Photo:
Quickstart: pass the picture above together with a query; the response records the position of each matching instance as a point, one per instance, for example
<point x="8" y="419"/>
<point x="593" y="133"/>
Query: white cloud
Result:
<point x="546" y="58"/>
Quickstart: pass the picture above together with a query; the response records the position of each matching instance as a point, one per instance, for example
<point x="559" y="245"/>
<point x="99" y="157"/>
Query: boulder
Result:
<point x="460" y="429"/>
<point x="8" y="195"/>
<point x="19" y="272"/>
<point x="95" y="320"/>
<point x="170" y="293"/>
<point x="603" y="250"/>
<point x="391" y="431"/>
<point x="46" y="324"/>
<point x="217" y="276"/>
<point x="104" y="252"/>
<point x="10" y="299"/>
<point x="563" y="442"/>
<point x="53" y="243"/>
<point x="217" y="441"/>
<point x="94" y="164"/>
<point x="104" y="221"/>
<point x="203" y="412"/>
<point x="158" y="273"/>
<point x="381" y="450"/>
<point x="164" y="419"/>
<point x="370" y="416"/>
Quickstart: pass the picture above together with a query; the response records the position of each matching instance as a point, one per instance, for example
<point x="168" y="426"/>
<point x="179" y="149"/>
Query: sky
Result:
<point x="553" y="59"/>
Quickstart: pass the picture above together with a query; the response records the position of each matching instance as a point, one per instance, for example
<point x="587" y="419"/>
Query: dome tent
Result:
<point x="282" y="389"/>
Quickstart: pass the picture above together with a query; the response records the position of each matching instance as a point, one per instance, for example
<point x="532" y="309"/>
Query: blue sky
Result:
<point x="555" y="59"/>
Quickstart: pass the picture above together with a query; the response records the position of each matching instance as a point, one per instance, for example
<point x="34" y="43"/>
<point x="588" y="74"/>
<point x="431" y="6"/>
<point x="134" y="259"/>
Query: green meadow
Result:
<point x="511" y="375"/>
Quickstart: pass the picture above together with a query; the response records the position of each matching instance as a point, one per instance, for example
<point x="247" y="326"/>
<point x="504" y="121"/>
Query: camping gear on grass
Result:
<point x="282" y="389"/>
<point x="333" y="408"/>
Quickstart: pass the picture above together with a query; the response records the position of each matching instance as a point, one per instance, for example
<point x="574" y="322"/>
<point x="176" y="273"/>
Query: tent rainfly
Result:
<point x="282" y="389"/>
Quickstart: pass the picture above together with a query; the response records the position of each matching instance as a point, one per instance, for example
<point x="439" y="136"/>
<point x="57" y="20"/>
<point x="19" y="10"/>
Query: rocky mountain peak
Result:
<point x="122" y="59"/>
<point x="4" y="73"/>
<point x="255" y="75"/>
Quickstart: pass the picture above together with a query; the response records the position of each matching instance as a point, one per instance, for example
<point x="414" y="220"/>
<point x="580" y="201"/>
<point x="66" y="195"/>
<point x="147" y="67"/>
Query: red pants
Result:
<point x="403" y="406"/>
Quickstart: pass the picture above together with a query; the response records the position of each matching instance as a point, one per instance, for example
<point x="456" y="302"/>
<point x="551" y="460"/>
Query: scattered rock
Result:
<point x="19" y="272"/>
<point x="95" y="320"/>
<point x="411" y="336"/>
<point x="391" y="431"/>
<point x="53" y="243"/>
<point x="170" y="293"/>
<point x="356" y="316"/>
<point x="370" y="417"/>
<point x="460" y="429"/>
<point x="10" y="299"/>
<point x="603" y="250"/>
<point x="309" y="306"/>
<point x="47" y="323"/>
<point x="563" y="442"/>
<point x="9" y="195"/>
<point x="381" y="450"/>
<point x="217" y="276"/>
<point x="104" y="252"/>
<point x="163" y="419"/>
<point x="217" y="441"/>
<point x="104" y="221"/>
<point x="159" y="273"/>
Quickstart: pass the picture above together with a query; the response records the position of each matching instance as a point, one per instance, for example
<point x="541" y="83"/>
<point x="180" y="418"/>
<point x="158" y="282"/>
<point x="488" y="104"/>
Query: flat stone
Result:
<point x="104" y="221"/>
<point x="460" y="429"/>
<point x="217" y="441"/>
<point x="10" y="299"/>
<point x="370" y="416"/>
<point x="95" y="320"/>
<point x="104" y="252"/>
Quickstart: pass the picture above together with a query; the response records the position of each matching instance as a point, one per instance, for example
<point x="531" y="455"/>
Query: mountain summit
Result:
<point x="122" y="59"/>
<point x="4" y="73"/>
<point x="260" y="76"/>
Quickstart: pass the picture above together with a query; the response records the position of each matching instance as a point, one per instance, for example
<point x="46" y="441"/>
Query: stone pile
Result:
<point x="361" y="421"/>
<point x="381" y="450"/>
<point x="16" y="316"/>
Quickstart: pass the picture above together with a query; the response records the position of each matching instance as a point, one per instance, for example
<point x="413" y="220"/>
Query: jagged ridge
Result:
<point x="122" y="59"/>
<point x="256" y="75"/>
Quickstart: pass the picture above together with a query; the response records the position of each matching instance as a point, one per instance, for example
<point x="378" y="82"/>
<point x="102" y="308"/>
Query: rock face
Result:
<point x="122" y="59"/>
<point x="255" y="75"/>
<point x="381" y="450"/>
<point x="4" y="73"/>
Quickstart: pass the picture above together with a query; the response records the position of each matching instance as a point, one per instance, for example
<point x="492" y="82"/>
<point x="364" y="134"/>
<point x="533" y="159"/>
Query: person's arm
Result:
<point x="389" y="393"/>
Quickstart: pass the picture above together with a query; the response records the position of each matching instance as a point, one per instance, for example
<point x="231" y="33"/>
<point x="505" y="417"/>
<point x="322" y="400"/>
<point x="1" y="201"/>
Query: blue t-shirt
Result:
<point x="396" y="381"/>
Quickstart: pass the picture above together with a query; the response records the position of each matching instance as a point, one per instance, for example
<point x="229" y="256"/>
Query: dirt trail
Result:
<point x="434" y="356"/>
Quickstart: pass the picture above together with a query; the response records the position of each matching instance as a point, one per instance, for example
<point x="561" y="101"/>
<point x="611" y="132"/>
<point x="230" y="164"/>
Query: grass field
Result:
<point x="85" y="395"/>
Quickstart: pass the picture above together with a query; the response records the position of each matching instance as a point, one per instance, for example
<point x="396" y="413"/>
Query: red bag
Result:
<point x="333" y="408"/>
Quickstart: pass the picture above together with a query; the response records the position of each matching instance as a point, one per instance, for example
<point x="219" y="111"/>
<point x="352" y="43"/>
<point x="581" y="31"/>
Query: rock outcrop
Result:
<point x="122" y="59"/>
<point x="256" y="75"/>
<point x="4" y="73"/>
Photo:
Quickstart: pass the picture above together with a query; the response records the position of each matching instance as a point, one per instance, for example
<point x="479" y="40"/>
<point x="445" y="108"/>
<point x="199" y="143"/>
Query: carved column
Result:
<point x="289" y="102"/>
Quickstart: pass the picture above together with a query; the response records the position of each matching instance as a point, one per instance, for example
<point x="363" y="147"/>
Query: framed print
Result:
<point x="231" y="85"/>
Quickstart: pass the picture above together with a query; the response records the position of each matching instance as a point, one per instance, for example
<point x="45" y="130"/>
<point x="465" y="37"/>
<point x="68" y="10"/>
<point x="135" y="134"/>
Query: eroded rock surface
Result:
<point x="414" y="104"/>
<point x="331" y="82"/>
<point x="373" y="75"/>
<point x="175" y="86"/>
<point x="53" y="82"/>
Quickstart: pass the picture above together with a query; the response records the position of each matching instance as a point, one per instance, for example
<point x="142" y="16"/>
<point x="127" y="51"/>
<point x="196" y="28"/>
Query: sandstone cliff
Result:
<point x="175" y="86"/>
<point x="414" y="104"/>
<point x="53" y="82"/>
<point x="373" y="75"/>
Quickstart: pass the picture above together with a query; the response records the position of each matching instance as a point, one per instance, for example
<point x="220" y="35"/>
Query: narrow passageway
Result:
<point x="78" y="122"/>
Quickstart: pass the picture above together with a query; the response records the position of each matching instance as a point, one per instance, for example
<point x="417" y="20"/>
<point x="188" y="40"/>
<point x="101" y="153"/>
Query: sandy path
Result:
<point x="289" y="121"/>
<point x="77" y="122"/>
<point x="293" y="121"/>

● ● ●

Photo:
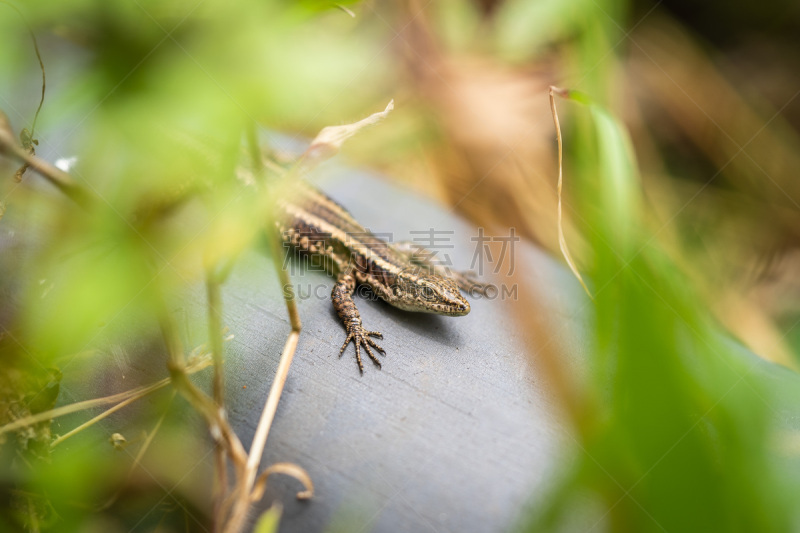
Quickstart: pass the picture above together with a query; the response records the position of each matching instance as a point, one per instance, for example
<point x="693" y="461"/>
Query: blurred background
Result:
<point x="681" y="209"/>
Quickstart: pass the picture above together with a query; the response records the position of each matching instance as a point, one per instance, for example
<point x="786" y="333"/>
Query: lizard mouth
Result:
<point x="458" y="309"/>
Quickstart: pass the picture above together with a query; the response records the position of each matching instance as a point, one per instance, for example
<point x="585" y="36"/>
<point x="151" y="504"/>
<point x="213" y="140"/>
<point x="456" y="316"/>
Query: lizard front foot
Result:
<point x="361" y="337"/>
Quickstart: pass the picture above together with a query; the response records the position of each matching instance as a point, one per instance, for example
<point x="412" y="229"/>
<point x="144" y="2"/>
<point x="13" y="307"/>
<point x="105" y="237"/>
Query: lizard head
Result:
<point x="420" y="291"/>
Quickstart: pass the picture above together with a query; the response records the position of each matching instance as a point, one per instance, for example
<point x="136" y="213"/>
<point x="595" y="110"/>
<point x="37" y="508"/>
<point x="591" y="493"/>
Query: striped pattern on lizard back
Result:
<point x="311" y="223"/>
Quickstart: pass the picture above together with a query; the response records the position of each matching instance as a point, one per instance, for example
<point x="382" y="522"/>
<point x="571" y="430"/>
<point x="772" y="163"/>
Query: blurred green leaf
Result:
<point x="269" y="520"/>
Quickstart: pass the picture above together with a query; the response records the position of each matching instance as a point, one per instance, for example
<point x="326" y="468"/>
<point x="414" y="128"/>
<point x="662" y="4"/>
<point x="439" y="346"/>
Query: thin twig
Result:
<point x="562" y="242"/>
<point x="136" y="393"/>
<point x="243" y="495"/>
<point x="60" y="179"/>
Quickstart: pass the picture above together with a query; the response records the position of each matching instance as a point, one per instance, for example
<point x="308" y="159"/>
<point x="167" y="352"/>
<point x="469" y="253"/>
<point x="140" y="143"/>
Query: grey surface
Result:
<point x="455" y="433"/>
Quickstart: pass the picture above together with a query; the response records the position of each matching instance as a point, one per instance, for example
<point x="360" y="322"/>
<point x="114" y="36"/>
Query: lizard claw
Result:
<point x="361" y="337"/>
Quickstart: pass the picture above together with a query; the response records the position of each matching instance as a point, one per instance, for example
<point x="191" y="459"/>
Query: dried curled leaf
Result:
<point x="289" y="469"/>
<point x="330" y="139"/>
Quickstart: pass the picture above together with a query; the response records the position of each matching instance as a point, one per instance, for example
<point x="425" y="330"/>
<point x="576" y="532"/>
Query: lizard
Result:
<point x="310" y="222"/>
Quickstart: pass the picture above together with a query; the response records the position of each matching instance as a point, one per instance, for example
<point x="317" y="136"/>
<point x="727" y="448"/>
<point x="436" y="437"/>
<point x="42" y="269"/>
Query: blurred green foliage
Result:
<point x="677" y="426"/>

● ● ●

■ YOUR TASK ■
List each line of the records that contains the word "leaf". Case matters.

■ SOLUTION FOR THIS TASK ■
Query: blurred green leaf
Query: dried curled leaf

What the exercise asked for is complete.